Goal of the exercise
Down to the last word, output the records below, skipping any images.

Referring expression data
┏━━
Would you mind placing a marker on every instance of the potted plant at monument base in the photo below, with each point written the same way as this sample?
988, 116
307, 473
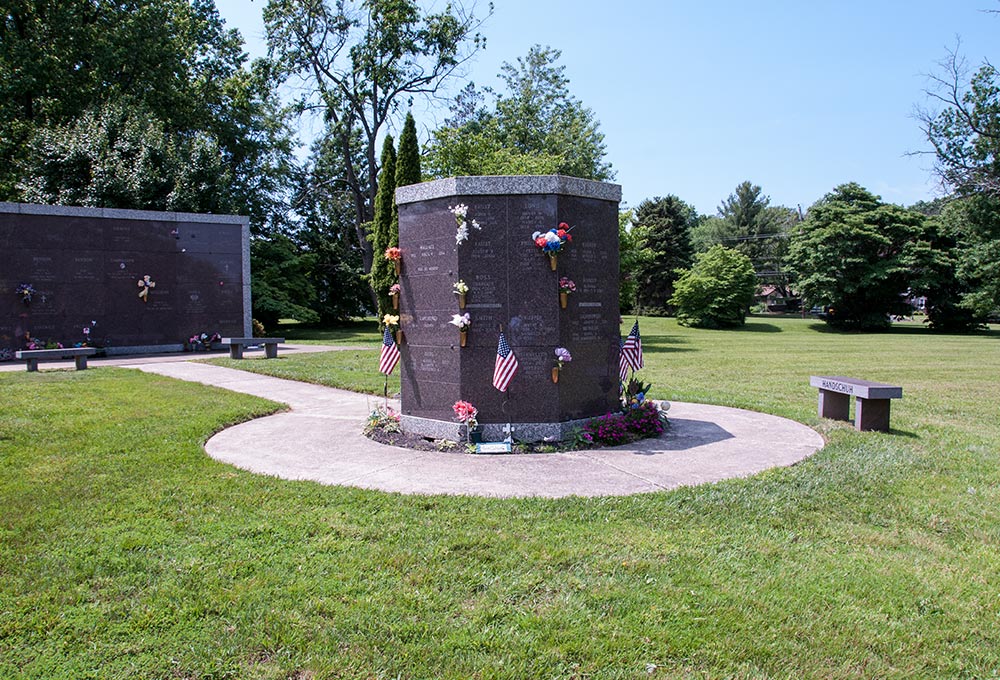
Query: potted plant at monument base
461, 290
562, 357
396, 255
466, 413
566, 286
391, 321
462, 322
552, 241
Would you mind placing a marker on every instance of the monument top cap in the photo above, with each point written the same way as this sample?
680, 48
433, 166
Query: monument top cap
504, 185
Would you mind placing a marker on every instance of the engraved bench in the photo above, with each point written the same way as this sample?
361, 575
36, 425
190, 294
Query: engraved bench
33, 356
236, 346
871, 411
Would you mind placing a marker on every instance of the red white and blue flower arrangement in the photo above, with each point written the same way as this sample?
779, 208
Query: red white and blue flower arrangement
461, 213
552, 242
562, 357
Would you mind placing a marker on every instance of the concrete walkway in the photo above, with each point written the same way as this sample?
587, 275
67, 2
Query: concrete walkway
320, 439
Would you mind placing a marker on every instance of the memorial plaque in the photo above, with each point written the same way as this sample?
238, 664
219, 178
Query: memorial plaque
511, 285
85, 264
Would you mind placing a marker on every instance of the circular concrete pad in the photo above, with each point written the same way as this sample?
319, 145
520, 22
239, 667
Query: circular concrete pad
320, 440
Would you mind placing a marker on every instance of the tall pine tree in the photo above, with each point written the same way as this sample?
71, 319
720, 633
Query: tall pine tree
408, 162
383, 273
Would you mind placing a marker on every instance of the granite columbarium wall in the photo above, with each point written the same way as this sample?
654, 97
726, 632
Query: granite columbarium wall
511, 285
85, 265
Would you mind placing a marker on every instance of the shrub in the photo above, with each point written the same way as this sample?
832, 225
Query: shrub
716, 291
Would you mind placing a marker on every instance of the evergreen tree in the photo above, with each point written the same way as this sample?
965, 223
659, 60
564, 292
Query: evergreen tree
408, 160
664, 227
717, 291
381, 233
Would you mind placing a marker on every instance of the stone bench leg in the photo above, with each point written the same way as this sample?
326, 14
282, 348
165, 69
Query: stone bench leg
872, 415
834, 405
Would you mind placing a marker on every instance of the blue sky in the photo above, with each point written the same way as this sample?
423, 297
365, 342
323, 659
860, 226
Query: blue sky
694, 97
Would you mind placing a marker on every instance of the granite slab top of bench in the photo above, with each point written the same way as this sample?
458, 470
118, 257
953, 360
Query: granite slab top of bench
62, 352
866, 389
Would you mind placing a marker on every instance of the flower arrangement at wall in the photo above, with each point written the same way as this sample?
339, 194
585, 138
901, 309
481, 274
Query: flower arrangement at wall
391, 321
461, 213
466, 413
461, 290
566, 287
201, 342
396, 256
552, 242
26, 291
562, 357
462, 322
146, 284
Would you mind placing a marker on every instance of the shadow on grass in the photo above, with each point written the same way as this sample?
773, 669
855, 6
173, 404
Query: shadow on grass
682, 435
664, 344
902, 329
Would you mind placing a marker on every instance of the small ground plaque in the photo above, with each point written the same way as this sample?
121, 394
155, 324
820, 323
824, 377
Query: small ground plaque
493, 447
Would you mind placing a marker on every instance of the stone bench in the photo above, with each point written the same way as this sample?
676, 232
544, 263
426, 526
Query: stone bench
872, 409
79, 354
236, 346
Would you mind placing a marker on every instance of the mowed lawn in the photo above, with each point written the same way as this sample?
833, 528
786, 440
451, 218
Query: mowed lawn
126, 552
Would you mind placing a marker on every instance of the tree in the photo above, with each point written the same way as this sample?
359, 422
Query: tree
856, 255
358, 61
382, 270
123, 157
965, 137
408, 160
717, 291
535, 127
632, 257
965, 133
664, 228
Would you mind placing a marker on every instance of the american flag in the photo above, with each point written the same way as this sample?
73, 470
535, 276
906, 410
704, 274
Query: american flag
389, 356
623, 364
506, 365
632, 349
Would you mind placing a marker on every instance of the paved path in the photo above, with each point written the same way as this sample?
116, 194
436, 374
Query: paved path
320, 439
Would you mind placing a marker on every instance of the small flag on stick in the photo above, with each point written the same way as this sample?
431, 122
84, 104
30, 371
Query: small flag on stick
623, 364
389, 356
632, 349
506, 365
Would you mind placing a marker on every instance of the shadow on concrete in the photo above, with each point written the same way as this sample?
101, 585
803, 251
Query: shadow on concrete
683, 434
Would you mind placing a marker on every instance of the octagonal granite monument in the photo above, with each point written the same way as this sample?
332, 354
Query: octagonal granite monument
511, 286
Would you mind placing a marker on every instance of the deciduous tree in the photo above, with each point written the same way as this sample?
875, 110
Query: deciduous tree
664, 228
717, 291
855, 254
357, 63
536, 127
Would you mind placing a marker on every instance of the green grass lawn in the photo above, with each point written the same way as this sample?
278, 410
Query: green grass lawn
126, 552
┗━━
Expected answer
Would you mind placing a marker on every instance of the potted plant at monument base in the photo below, with each point written the same way as this sample?
988, 116
307, 473
Query: potted plant at monument base
461, 290
562, 357
396, 255
466, 413
566, 286
391, 321
462, 322
552, 241
Would you mind placing a marker on every instance of the monument top cap in the photo above, with each point written the same way as this sample?
680, 48
433, 166
Query: monument top cap
504, 185
Would you mind placing a marker on every instance of the engraved bench in the photo above, with each point written the same way as this sample?
361, 575
36, 425
190, 294
Query: engraved bench
33, 356
236, 346
871, 411
Would you mind placing a marker on every instance of the red white and blue flower arrangement in the photo above, with each point written the same way as this sample?
779, 208
Query: red white and blue flower arrangement
461, 213
552, 242
562, 357
Would you mind placing a marker on every instance of the concrete walkway in the photo above, with each point written the same way as this sample?
587, 275
67, 2
Query: concrete walkway
320, 439
Would you mind placing a marker on every instance of the memorial plaque in the photo above, with each point written the same way as this sample?
238, 664
219, 178
Query: memorial plaque
511, 285
85, 264
Would you mind placing a marker on every instance of the circular concrete pad in the photo above, with each point written the same way as this sample?
319, 145
520, 22
239, 667
Query: circular concrete pad
320, 440
Would you mind placing a marker on every instance of the tall pine tree in the photo above, with each point written the same way as this sample?
71, 319
720, 633
Query: tall pine tree
408, 162
383, 273
Would you mind placing a marker on every instance of the granite columbarium wall in the photo above, with each point written the same way as this sample?
654, 97
726, 632
Query: granite columbarium wall
511, 285
85, 265
Would you mind placing a marker on every instance of the shrub in the photo above, with each point written the same way as this sample?
832, 225
Query: shrub
716, 291
Would you mind placing a marker on every instance of the evergreen tree in the photo above, with each point written the same way as this sample?
965, 223
659, 60
564, 292
Query: evergreen tree
408, 160
664, 227
717, 291
381, 233
Would you mind placing a marker on every instance of the stone bench leg in the photo above, with each point written the same way as this sample?
326, 14
282, 348
165, 69
Query: stone bench leg
872, 415
834, 405
Would you mind placing a marker on every instance of the blue sky in the photo above, with each point written the same way as this sample?
423, 297
365, 342
323, 659
860, 226
Query: blue sky
694, 97
Would you mind placing a marker on every instance of the granite slab top of bench in the photo above, with each point written the same way as this sample?
458, 470
118, 257
953, 360
Query: granite slab top of bench
62, 352
866, 389
Would you mind placing a marker on every instance of the flower arrangement at wall in the photo above, with each point written the same way as this sample?
339, 194
585, 138
901, 309
481, 274
Query: flower arrangement at wall
391, 321
461, 213
466, 413
461, 290
566, 287
201, 342
396, 256
552, 242
26, 291
562, 357
462, 322
146, 284
Would you mind placing a marker on every instance of the shadow on grass in the photo above, with each point written the same way as this sample?
773, 669
855, 6
173, 404
Query: shadow on grass
682, 435
664, 344
902, 329
Would you mind placing a marker on every instance of the small ground plaque in the photo above, with each point written the same way as this sample?
121, 394
155, 324
820, 323
824, 377
Query: small ground plaque
493, 447
Would you mind placing a marker on every instance of the stone bench in the photo above, with each point written the same way as this sample?
676, 232
544, 263
426, 526
Query: stone bench
872, 409
79, 354
236, 346
Would you mind placing a marker on every instance of the mowed lawn in the photo above, with each point written the same way as this sample?
833, 528
786, 440
451, 218
Query: mowed lawn
126, 552
Would you mind placing a marker on every instance of the tree in the photo above, with each point written the same way as this sample?
359, 422
Query: tree
856, 255
358, 61
382, 270
123, 157
965, 137
408, 160
717, 291
535, 127
632, 257
965, 133
664, 228
Would you mind placing a marker on every instance of the american flag in the photo above, with each point written the same way as this sample?
73, 470
535, 276
906, 410
704, 274
Query: american flag
389, 356
623, 364
506, 365
632, 349
Would you mind placing a marker on every instance of the paved path in the photo above, with each point written the same way as this sample?
116, 194
436, 374
Query: paved path
320, 439
Would you mind placing a marker on every instance of the small flag on stick in the photo above, with each point written the same way as this sample?
431, 122
84, 104
30, 371
Query: small flag on stick
623, 364
389, 356
632, 349
506, 365
Would you mind placing a marker on every instance of the shadow on concrete in the photo above, with each point written the same way as this sample?
101, 585
803, 251
Query: shadow on concrete
683, 434
Would you mind placing a marker on every instance of the octagonal granite monument in the photo above, with each point written the same way as this sample?
332, 354
Query: octagonal granite monument
511, 286
Would you mind placing a marker on every instance of the deciduous tree in the photo above, with each point written the same way as this sample?
875, 110
Query: deciduous tree
664, 228
717, 291
855, 254
357, 63
536, 127
Would you mind placing a marker on every instance of the green grass lawn in the photo above, with each point written the same way as this sample?
278, 410
Query: green grass lawn
126, 552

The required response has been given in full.